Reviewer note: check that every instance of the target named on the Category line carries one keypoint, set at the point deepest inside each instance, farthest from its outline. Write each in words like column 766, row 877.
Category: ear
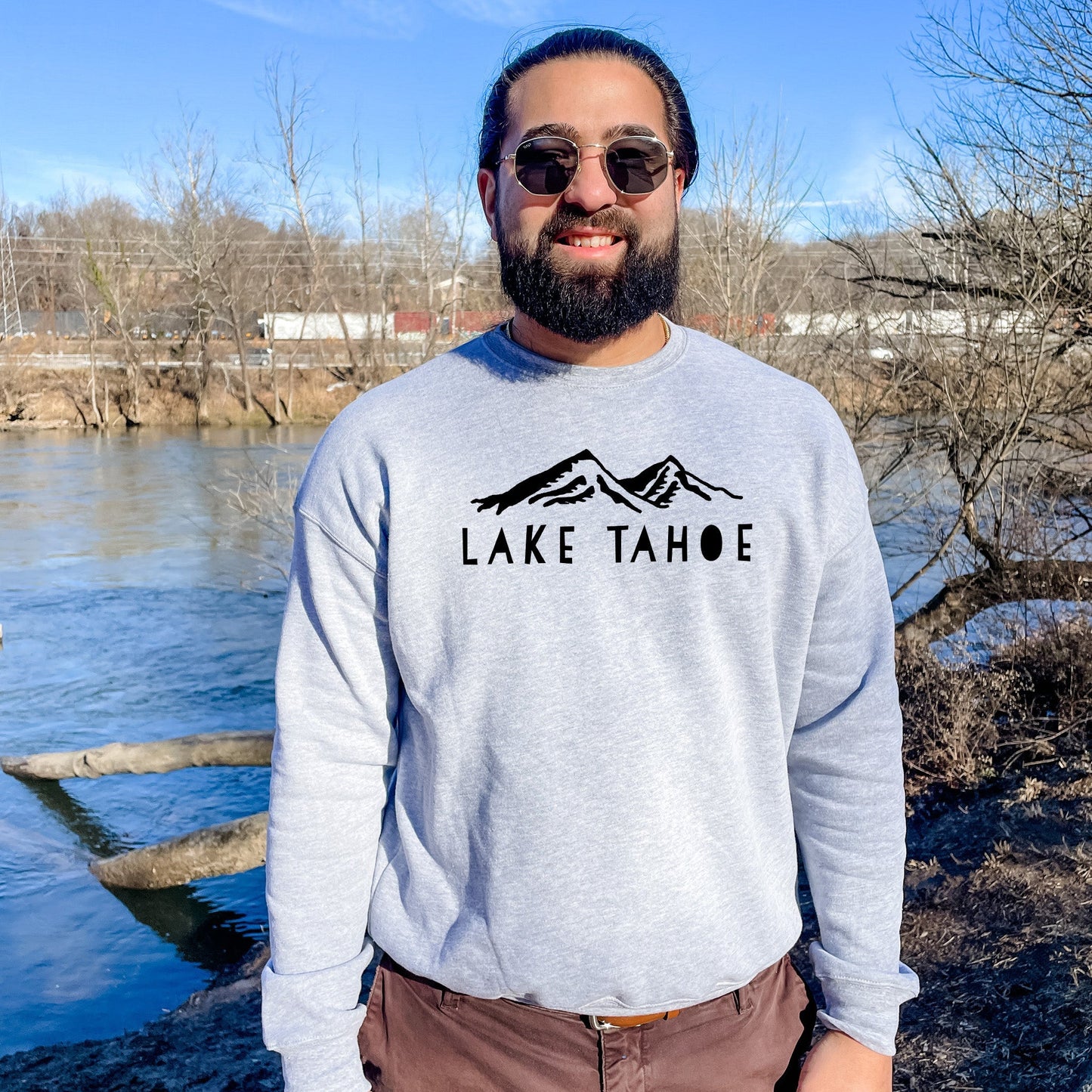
column 487, row 191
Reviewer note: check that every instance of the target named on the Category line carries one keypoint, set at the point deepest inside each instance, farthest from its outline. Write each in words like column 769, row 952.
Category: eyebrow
column 562, row 129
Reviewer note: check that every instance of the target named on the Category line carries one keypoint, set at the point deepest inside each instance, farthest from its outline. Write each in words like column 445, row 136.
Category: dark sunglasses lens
column 637, row 165
column 545, row 165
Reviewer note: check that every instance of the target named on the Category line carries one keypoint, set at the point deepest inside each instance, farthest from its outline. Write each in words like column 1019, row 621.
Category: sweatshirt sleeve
column 334, row 746
column 846, row 784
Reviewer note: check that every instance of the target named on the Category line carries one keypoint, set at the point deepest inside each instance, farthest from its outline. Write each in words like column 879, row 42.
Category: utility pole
column 11, row 320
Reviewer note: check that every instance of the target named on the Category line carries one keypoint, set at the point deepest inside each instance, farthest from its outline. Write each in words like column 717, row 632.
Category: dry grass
column 998, row 911
column 36, row 398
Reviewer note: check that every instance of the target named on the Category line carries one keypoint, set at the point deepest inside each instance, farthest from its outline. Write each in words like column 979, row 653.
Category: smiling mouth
column 606, row 240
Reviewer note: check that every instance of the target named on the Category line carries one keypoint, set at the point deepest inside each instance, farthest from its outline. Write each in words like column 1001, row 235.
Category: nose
column 590, row 189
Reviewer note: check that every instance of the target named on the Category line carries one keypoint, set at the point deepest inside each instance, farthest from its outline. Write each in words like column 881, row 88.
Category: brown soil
column 998, row 925
column 46, row 398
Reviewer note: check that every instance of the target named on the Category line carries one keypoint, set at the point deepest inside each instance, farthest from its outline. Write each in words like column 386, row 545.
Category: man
column 586, row 620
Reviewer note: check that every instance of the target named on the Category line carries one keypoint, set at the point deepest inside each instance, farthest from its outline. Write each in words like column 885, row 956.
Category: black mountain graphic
column 582, row 478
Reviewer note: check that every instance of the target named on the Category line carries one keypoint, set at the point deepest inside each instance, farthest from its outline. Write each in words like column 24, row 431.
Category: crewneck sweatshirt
column 571, row 659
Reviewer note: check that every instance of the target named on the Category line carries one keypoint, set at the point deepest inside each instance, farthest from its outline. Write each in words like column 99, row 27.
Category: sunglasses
column 547, row 165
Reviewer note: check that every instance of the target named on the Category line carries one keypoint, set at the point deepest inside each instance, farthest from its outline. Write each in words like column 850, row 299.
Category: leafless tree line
column 952, row 331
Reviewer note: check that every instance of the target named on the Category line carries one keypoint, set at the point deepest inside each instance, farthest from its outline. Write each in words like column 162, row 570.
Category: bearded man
column 586, row 630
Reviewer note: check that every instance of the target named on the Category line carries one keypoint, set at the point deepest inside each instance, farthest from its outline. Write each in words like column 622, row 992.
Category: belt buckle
column 603, row 1025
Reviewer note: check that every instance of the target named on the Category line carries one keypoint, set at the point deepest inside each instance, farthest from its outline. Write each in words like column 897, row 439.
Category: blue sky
column 85, row 88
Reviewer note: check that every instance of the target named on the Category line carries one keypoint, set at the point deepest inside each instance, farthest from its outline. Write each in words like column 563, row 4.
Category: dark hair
column 591, row 42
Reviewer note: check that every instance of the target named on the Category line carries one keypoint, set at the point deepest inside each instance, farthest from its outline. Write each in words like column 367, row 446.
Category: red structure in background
column 753, row 324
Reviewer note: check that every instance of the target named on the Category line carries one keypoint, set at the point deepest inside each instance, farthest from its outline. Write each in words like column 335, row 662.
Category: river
column 132, row 608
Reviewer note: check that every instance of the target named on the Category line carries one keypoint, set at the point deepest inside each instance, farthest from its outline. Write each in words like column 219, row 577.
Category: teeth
column 590, row 240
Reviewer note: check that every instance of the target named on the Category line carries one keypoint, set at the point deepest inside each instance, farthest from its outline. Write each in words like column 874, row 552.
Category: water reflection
column 201, row 934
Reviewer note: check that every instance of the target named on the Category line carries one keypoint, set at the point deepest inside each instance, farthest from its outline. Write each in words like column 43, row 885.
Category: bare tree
column 294, row 165
column 734, row 240
column 994, row 274
column 183, row 186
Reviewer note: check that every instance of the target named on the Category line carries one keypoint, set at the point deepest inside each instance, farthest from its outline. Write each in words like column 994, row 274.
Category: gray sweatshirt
column 569, row 654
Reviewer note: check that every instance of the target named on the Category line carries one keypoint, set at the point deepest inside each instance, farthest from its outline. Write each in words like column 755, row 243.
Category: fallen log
column 227, row 848
column 206, row 748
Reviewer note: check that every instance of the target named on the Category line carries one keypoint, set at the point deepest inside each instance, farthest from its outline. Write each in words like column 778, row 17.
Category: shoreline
column 211, row 1041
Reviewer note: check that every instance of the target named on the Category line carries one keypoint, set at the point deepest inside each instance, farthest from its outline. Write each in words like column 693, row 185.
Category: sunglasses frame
column 603, row 154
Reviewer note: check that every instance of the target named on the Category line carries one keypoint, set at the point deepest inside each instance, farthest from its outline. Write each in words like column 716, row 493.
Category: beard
column 590, row 305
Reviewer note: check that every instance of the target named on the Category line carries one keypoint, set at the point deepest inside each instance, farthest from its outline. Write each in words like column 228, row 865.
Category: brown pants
column 419, row 1037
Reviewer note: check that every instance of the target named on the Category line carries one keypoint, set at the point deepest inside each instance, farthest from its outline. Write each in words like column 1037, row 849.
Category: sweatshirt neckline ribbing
column 584, row 375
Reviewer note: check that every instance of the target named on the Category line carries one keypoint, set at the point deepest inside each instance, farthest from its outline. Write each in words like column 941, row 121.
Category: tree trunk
column 227, row 848
column 206, row 748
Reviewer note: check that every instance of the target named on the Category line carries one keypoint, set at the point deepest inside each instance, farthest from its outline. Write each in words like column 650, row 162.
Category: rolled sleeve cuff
column 864, row 1006
column 329, row 1065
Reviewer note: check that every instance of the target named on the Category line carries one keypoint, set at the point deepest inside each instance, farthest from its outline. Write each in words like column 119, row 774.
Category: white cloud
column 385, row 19
column 503, row 12
column 33, row 177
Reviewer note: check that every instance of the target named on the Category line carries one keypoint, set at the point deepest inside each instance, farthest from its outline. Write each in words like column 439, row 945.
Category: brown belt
column 608, row 1023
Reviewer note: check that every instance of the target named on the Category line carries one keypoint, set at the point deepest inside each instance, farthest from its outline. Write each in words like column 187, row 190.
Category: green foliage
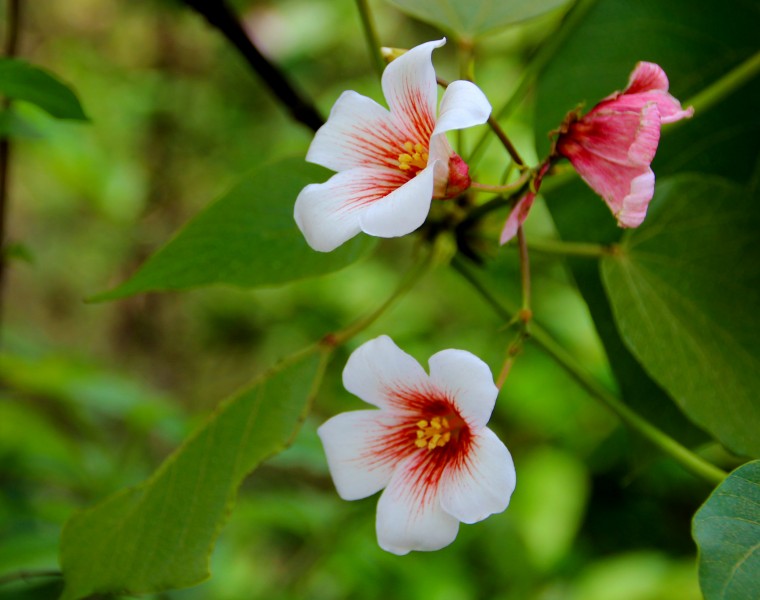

◇ ◇ ◇

> **WHAT THIS TASK INVOLVES**:
Output all the records above exactly, but without their images.

> **TASK RESULT**:
Reviewer note: check that every instance of the target named on the Category line carries one keypoint, set at the point deepest inside each instance, farthest from its outline. Write each in words like column 766, row 877.
Category: ear
column 487, row 191
Reviewer note: check that every instance of the target named on the Category line carries one keypoint, set at the point deepest inside each instance, farthest from its outline. Write each in words like column 769, row 952.
Category: eyebrow
column 562, row 129
Reviewer note: check that every instance of the target named on the Category line carries one keypoint, set at the point deepest inside each instance, farthest from its outline. Write each in words like column 445, row 136.
Category: dark sunglasses lens
column 637, row 165
column 545, row 165
Reviewer note: check that every instance of the target named on the Category line carries one keypoint, set at the point deepest inside each instance, farthest from its outline. Write each in words like column 1019, row 621.
Category: sweatshirt sleeve
column 334, row 746
column 846, row 784
Reviewer note: check that every instance of the target named on the Category line carries one keypoint, set at the point deepest inside each instance, farthest from its outline. Write each in words like column 879, row 42.
Category: utility pole
column 11, row 320
Reviewer note: check that every instance of the target named on the Category line carries one keypoint, set at the point deepest inside each instance, farthest from its outline. Write each in words like column 717, row 632.
Category: dry grass
column 998, row 911
column 36, row 398
Reviewer note: check that every instance of the target named on the Category line carries one keypoint, set at the point deepest inside each instance, farthest from its outline. Write each in words like column 979, row 653.
Category: smiling mouth
column 606, row 240
Reviewer note: check that every instance of the target named on the Category line carries one keypoint, set at the point deepest inside each instance, farthest from its outline. Write each in words like column 1001, row 235.
Category: nose
column 590, row 189
Reviewer note: check that every instance of the target named on the Category line carries one keypoint, set at the point deepest inside each instance, farthest from its outline. Write each in words like column 881, row 88.
Category: brown soil
column 998, row 925
column 46, row 398
Reviewer note: check that every instance of the target named on the Category line carries one keypoint, set at the point deepest inside each instance, farthest from its outline. Write each in words like column 386, row 545.
Category: man
column 586, row 620
Reviewer note: check that every instance of the target named on the Category line carries one keypoint, set at the point deepest inside each instance, farthest from its outline. Write each in words like column 885, row 956.
Category: black mountain graphic
column 582, row 478
Reviewer note: check that every instance of the target named on the Category line carries one keypoint, set at the point deepest inside each instance, farthest from its outline. Write each in words like column 24, row 431.
Category: crewneck sweatshirt
column 571, row 659
Reviewer note: check that every instance of the target named on the Category line carries one keypoint, set at the point deepest inside each instance, farthest from its outline. Write each in words like column 99, row 27.
Category: sunglasses
column 547, row 165
Reviewer note: check that every instance of the target named on the Category line carries one keypoint, set at the point deepest inside each instance, farthest from its outline. Write each in words like column 850, row 299.
Category: leafless tree line
column 952, row 331
Reviewer note: check that every instance of the target named on the Category line carries one keypoint, set at the point deepest inside each instance, farthest from its outline. Write each in words like column 162, row 570.
Category: bearded man
column 586, row 630
Reviewer note: check that every instance of the target named on the Category line carries one keypoint, set at the point deepest inside each instance, farthest from its outline. Write each in words like column 622, row 992.
Category: belt buckle
column 603, row 1025
Reviewer note: check that every instance of the target named on the Category line carries one keypoint, set at the point deepest inside each instance, farthest from its outline. Write each in words like column 897, row 439.
Category: blue sky
column 85, row 88
Reviewer note: check that every instance of the target named on the Category line carries one keypoint, set at the point deepest inside each instance, farthest from its outline. Write each in words like column 563, row 4.
Category: dark hair
column 591, row 42
Reviewer note: check that every instance of the target named on the Category line carries one keypoint, set at the point deepest inside each instance, farthest from its outline. Write each in words like column 367, row 446.
Category: red structure in background
column 753, row 324
Reviewer note: check that every instance of the target named on the Category line carries one keypoint, set at the point deepest inside each instance, farthest from its outline. Write each in words like column 335, row 662.
Category: river
column 132, row 608
Reviewer note: check that every instance of the target named on the Category line carries one keypoint, set at the point deepest inside each instance, farthest from its outline. Write each in words like column 219, row 577.
Category: teeth
column 590, row 240
Reviewer note: check that every instance of the target named on the Category line carries one keypoint, set at the point deepest inside each instance, farthest from its outline. Write each in words like column 874, row 552.
Category: water reflection
column 201, row 934
Reviewer note: check that every instance of the target named on the Category line carries one keypoint, set at the point deepest inside each instance, farthest from its outline. Write each in words like column 43, row 885.
Category: bare tree
column 294, row 165
column 734, row 240
column 994, row 274
column 183, row 186
Reviewer note: check that every instance of the target named on the Category line carries one keypoint, set at the point deepest inside each instance, farthest from its outline. Write each in words like column 994, row 274.
Category: gray sweatshirt
column 569, row 654
Reviewer note: check that every instance of the target named on the Category line carries one keypoint, set at the point deepest inside each instance, farthest from its outline. Write each in words like column 755, row 243.
Category: fallen log
column 227, row 848
column 206, row 748
Reviewer note: check that every instance of the target named on the Category line carries one keypoint, set at the point deepest inside each instance, farthest from its outline. Write each in words like column 778, row 17.
Category: shoreline
column 211, row 1041
Reviewer note: check that every instance of the target named on the Category line carries one keypoint, set at the point deepest inside each instance, farthest from its outline. Write each in words like column 693, row 185.
Category: sunglasses frame
column 603, row 154
Reviewer note: check that every instance of the target named on the Category line carries one keypoint, set at the point deepest inside each instance, farthest from its outline. Write each in words like column 716, row 493.
Category: beard
column 590, row 305
Reviewer note: check that every instance of the target named on the Category line carries one keypoint, set at the point deepest inside each instance, farthest from its outline. Write each in words like column 228, row 865.
Category: brown pants
column 419, row 1037
Reviewer note: check that every instance of the target named on the Category line carries one keypoint, set at the point deepest inside each instance, farthest from its outline. Write each in words like column 1037, row 849.
Category: sweatshirt neckline ribbing
column 584, row 375
Reviewer note: check that every instance of the target named on the Category line carries one keypoint, set at the point deepest inside each instance, farthest from its outline. Write each in words like column 941, row 121.
Category: tree trunk
column 227, row 848
column 206, row 748
Reviewer note: check that every instance of the target named on the Category line carries one keypoint, set at the point deepest inside each instance, farthest from its outline. Write each in words like column 650, row 162.
Category: rolled sleeve cuff
column 864, row 1006
column 329, row 1065
Reviewer note: check that every instance of the target named on the Category line carries one keypoint, set at the point deepest inside each instance, farthest from its outline. Write each in words like column 119, row 774.
Category: white cloud
column 385, row 19
column 503, row 12
column 33, row 177
Reviewer note: check that every instance of the target named on the Category line carries one keypoint, set at the point deepest inside each instance, farthest from its outline. Write each in words like column 439, row 945.
Category: brown belt
column 608, row 1023
Reviewer note: check that every instance of the target named on the Category line carries one keypoint, set at the point deepest inside each instance, farthest from its outline. Write each in words like column 187, row 190.
Category: green foliage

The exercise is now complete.